Swap "one line each" for "a separate line for each" throughout the records below, and reproduce every line with nothing else altered.

↓↓↓

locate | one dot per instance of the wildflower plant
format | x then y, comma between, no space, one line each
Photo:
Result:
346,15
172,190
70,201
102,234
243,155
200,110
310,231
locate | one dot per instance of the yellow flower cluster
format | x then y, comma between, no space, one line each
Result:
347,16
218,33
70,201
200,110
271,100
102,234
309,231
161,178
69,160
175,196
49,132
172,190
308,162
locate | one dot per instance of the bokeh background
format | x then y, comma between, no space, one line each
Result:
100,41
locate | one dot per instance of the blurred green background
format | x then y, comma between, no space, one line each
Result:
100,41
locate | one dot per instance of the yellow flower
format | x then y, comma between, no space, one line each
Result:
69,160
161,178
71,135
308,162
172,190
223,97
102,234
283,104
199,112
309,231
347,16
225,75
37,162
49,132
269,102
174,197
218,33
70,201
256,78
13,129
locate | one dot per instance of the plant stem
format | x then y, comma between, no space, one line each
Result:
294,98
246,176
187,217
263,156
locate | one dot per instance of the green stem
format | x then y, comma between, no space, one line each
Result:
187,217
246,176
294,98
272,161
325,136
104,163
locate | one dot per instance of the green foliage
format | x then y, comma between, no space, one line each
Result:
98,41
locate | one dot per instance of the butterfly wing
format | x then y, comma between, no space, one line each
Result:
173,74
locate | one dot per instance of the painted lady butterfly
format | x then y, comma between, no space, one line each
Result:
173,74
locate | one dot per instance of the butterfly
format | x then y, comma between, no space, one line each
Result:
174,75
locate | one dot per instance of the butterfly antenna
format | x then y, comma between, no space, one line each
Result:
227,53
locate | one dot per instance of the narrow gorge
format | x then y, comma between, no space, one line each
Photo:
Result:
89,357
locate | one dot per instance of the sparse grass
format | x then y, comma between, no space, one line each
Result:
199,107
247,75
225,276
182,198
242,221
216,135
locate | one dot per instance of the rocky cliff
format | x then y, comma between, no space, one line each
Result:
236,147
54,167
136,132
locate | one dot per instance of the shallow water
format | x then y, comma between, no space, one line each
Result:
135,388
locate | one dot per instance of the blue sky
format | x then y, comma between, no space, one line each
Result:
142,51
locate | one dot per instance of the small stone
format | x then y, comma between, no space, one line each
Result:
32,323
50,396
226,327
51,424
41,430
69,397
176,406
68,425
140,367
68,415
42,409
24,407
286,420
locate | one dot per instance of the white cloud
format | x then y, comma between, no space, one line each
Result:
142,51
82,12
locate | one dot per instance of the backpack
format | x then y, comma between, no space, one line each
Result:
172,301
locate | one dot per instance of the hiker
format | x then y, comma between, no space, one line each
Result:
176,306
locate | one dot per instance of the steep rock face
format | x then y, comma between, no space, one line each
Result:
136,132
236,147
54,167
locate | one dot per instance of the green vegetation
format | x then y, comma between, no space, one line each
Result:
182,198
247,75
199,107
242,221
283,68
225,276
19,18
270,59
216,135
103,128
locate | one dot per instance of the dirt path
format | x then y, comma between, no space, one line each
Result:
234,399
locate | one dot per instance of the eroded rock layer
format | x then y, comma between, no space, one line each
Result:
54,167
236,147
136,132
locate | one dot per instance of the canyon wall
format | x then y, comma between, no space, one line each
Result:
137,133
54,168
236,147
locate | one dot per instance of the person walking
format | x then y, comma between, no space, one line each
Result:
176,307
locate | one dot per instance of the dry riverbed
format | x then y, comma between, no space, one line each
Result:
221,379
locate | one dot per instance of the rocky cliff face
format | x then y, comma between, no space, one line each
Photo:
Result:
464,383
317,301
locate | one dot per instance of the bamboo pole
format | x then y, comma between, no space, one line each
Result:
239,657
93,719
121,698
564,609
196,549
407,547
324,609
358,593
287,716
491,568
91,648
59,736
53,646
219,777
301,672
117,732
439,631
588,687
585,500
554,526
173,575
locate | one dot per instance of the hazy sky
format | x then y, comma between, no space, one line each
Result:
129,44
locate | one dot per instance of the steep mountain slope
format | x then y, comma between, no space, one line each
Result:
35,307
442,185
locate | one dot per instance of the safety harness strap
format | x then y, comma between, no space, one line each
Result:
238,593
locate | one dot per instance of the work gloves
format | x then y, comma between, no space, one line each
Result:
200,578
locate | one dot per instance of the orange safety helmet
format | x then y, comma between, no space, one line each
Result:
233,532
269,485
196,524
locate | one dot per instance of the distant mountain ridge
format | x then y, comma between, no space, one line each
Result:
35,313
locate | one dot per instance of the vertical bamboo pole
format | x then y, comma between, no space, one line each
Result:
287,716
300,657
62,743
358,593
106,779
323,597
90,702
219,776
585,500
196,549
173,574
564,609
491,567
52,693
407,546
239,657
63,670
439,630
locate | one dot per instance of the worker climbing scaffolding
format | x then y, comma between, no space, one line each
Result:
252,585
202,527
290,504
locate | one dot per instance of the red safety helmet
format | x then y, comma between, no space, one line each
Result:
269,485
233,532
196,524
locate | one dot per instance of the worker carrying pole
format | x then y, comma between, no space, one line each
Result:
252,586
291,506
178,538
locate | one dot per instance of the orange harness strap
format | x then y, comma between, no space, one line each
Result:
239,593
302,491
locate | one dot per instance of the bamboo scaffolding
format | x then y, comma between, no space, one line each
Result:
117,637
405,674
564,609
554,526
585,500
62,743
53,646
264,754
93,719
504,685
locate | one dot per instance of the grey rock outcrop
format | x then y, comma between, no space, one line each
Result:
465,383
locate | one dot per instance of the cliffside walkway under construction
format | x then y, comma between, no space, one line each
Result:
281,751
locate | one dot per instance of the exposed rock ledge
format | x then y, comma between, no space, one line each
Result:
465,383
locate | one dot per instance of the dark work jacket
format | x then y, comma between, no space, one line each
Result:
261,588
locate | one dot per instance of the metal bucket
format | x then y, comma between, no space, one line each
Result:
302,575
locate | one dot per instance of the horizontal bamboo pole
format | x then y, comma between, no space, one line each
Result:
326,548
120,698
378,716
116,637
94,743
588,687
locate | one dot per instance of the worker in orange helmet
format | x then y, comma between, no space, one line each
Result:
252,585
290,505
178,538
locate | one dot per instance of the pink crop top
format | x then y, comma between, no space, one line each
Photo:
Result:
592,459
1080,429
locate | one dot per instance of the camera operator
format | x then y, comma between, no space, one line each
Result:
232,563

↑↑↑

SOLUTION FOR THIS PROBLEM:
locate | one dot per instance of the wildflower plant
format | x then y, comma between, no space, a separate line for each
Photo:
Result:
346,15
172,190
70,201
102,234
243,155
200,110
310,231
locate | one dot per instance of the yellow flower cluster
format | x then y, comma between, no space, a separate line for each
Result:
347,16
218,33
70,201
200,110
271,100
102,234
309,231
161,178
69,160
175,196
49,132
172,190
308,162
locate | one dot per instance of the bokeh background
format | x then y, comma between, no space, a separate line for each
Result:
100,41
locate | one dot per instance of the blurred green background
format | x then y, comma between, no space, a separate line for each
Result:
100,41
locate | one dot per instance of the yellow flower
format | x then y, comma between, no space, a separate line for each
Result:
69,160
161,178
71,135
308,162
172,190
223,97
102,234
283,104
199,112
309,231
347,16
225,75
37,162
49,132
269,102
174,197
218,33
70,201
256,78
13,129
locate | one dot per instance of the plant stem
format | x then y, comma between, no space, a separate line for each
Result:
294,98
246,176
187,217
263,156
locate | one dot per instance of the green stem
format | x then y, comma between, no space, a separate line for each
Result:
187,217
246,176
294,98
272,161
325,136
104,163
locate | one dot per instance of the green foliage
format | x then y, comma between, no space, a separate line for each
Result:
98,41
locate | one dot per instance of the butterfly wing
format | x then y, comma between, no space, a separate line for each
Result:
173,74
locate | one dot per instance of the painted lady butterfly
format | x then y, comma between, no space, a separate line for each
Result:
173,74
locate | one dot per instance of the butterfly
format | x then y, comma between, no space, a separate line for each
Result:
174,75
locate | one dot per instance of the butterfly antenna
format | x then y, comma between, no space, a separate line for each
Result:
227,53
locate | one dot per instance of the narrow gorge
format | x then y, comma between, no space, a separate line for each
Photo:
Result:
89,357
locate | one dot per instance of the sparse grass
format | x then y, comma between, no space, a separate line for each
Result:
199,107
247,75
225,276
182,198
242,221
216,135
locate | one dot per instance of the rocky cliff
format | x then y, comma between, no space, a separate line for each
Result:
236,147
54,167
136,132
locate | one dot per instance of the shallow water
format | x then y, comma between, no space, a separate line for each
Result:
135,388
locate | one dot per instance of the blue sky
format | x then y, comma between, no space, a separate line for each
Result:
142,51
locate | one dot per instance of the small stone
format | x then y, comma between, no space, a separate line for each
Result:
32,323
50,396
226,327
51,424
41,430
69,397
176,406
68,425
140,367
68,415
42,409
24,407
286,420
locate | one dot per instance of the white cloud
format | x then y, comma between, no space, a separate line for each
Result:
142,51
82,12
locate | one dot per instance of the backpack
format | x then y, comma between, no space, a separate line for each
Result:
172,301
locate | one dot per instance of the hiker
format | x then y, comma between, no space, a separate line for each
Result:
176,306
locate | one dot per instance of the steep rock face
format | x then y, comma between, no space, a separate line for each
Result:
136,132
236,147
54,167
locate | one dot per instance of the green vegetation
format | x then y, comma between, no space, a separate line for each
Result:
182,198
247,75
199,107
242,221
283,68
225,276
19,18
270,59
216,135
103,128
locate | one dot per instance of the dirt path
format | x then y, comma between, no space, a separate line for each
Result:
234,399
locate | one dot per instance of the eroded rock layer
format | x then y, comma between, no space, a separate line for each
Result:
54,167
236,147
136,132
locate | one dot per instance of the canyon wall
format | x then y, comma between, no space, a separate line for each
Result:
137,133
54,168
236,147
locate | one dot per instance of the person walking
format | x then y, comma between, no space, a separate line for each
Result:
176,307
locate | one dot per instance of the dry riverbed
format | x then y, comma between, no space, a separate line for each
Result:
221,379
locate | one dot per instance of the rocky cliff face
format | x then y, comma between, no space, a separate line for each
Photo:
Result:
464,383
317,301
locate | one dot per instance of the bamboo pole
format | x then y, comma between, no space, a separate line for each
Result:
239,657
93,719
121,698
564,609
196,549
407,547
324,609
358,593
287,716
491,568
91,648
59,736
53,646
219,777
301,672
117,732
439,631
588,687
585,500
554,526
173,575
locate | one dot per instance of the hazy sky
format | x then y, comma between, no space, a separate line for each
Result:
129,44
locate | one dot per instance of the steep mountain slope
format | x then y, comma between, no space, a separate line for each
Result:
35,307
442,185
locate | one dot per instance of the safety harness strap
format | x then y, comma between, no space, a separate line for each
Result:
238,593
locate | one dot per instance of the work gloves
format | x then y, comma between, no space, a separate line for each
Result:
200,578
locate | one dot per instance of the orange safety helmet
format | x then y, comma between, no space, a separate line for each
Result:
233,532
269,485
196,524
locate | one dot per instance of the distant mountain ridge
format | x then y, comma between, no space, a separate line for each
Result:
35,313
locate | one dot per instance of the vertical bamboo pole
format | x then y, comma between, no space, a separate line for each
Result:
287,716
300,657
62,743
358,593
106,779
323,597
90,702
219,776
585,500
196,549
173,574
564,609
491,567
52,693
407,546
239,657
63,670
439,630
locate | one dot per instance of the worker climbing scaffolding
format | x then y, comma between, no space, a separate line for each
Result:
252,585
202,527
290,504
locate | one dot per instance of the red safety helmet
format | x then y, comma between, no space, a separate line for each
Result:
269,485
233,532
196,524
locate | one dot per instance of the worker carrying pole
format | x then y, comma between, no space, a separate line for each
Result:
252,586
291,506
178,538
locate | one dot per instance of the orange harness strap
format | x then y, comma between, no space, a separate line for each
Result:
239,593
302,491
locate | one dot per instance of the bamboo scaffolding
format | x then y, comma between, no space, a separate line for each
Result:
117,637
405,674
564,609
554,526
585,500
62,743
53,646
264,754
93,719
504,685
locate | one dot per instance of the grey rock outcrop
format | x then y, comma between, no space, a separate line for each
Result:
465,383
locate | one dot per instance of the cliffside walkway under construction
format | x then y, comma between, no space, a separate line for each
Result:
281,751
locate | one dot per instance of the exposed rock ledge
format | x then y, comma between, no space, a separate line for each
Result:
465,383
locate | one dot per instance of the dark work jacket
format | x then y, comma between, no space, a separate line for each
Result:
261,588
locate | one dot per instance of the metal bucket
format | x then y, comma between, no space, a separate line for each
Result:
302,575
locate | one dot per instance of the horizontal bamboo pole
format | x then y, comma between, no space, a separate line for each
Result:
326,548
120,698
378,716
116,637
94,743
588,687
locate | one dot per instance of the worker in orange helmet
format | x then y, comma between, no space, a separate line for each
Result:
252,585
290,505
178,538
locate | one dot per instance of the pink crop top
format | x then y, comma between, no space, a separate line for each
Photo:
Result:
592,459
1080,429
locate | one dot per instance of the camera operator
format | x then y, comma between, no space, a separate line for each
Result:
232,563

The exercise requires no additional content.